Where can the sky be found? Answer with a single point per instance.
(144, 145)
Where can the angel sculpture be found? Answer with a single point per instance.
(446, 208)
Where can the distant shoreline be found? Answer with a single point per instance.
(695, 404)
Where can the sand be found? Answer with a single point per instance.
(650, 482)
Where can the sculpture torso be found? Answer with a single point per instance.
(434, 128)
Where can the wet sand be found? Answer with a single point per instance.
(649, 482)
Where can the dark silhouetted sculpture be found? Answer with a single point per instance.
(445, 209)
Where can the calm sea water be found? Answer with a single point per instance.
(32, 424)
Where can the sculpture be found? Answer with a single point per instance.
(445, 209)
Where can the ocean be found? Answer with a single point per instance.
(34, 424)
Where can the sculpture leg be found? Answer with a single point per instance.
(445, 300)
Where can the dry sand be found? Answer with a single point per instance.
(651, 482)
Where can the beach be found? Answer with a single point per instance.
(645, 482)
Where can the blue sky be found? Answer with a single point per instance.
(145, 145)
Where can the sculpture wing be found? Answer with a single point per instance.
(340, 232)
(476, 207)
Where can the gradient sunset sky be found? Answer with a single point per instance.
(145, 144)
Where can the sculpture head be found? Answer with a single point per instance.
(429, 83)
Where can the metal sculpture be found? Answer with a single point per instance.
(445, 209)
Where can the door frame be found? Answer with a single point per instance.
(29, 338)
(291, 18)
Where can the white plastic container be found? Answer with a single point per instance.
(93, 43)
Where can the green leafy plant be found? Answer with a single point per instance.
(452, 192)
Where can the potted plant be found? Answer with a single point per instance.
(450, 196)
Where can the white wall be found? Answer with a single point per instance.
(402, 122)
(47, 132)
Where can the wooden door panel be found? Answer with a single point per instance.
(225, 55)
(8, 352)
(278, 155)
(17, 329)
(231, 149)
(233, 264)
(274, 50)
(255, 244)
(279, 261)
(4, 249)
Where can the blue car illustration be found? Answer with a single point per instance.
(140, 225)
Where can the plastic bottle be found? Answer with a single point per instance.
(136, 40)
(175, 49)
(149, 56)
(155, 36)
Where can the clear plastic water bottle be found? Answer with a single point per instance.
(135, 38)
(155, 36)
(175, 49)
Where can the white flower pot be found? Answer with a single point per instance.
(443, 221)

→ **AIM**
All of the lines above need to be given again exactly.

→ **RIGHT ANSWER**
Where can the sky be found? Answer with a single point per instance.
(144, 145)
Where can the angel sculpture be found? Answer with a single point per instance.
(446, 208)
Where can the distant shoreline be found? Answer with a single point per instance.
(695, 404)
Where can the sand be found? Answer with a single point per instance.
(650, 482)
Where can the sculpture torso be found? Answer with a single point per instance.
(434, 128)
Where can the wet sand be found? Answer with a single point per instance.
(649, 482)
Where can the dark silhouetted sculpture be found? Answer with a single point per instance.
(445, 209)
Where can the calm sea water be found? Answer with a single point per instance.
(32, 424)
Where can the sculpture be found? Answer with a single point per instance.
(445, 209)
Where can the ocean be found? Answer with a single point per instance.
(34, 424)
Where can the sculpture leg be found? Answer with a single point per instance.
(445, 300)
Where can the dry sand be found? Answer with a single point per instance.
(651, 482)
Where can the beach be found? Answer with a single point per instance.
(645, 482)
Where can the blue sky be found? Answer with a single point per instance.
(145, 145)
Where can the sculpture wing be found? Answer with a single point per instance.
(340, 232)
(476, 207)
Where can the gradient sunset sky be found? Answer with a single point per instance.
(145, 144)
Where can the sculpture head be found? Answer with a single point per instance.
(429, 83)
Where can the metal sculpture be found? Answer with a single point per instance.
(445, 209)
Where can the door frame be found? Answer with a single point per instance.
(29, 338)
(291, 18)
Where can the white plastic container be found? Answer with a single point per instance.
(93, 43)
Where can the green leafy plant be found? Answer with a single point per instance.
(452, 192)
Where can the potted plant be found? Answer with a single point per instance.
(450, 196)
Where can the white wall be found? Answer with a single point per instance.
(402, 122)
(47, 132)
Where can the wooden door panel be found? Answer with a single point per instance.
(225, 55)
(8, 352)
(278, 155)
(17, 329)
(231, 149)
(233, 264)
(274, 50)
(255, 244)
(279, 261)
(4, 249)
Where can the blue car illustration be found? Answer with a single point per instance.
(140, 225)
Where can the plastic bottle be found? Answer with a single point per instance.
(136, 40)
(175, 49)
(149, 56)
(155, 36)
Where can the clear plastic water bottle be found? Answer with a single point per instance.
(135, 38)
(155, 36)
(175, 49)
Where can the white flower pot be found? Answer with a single point per instance.
(443, 221)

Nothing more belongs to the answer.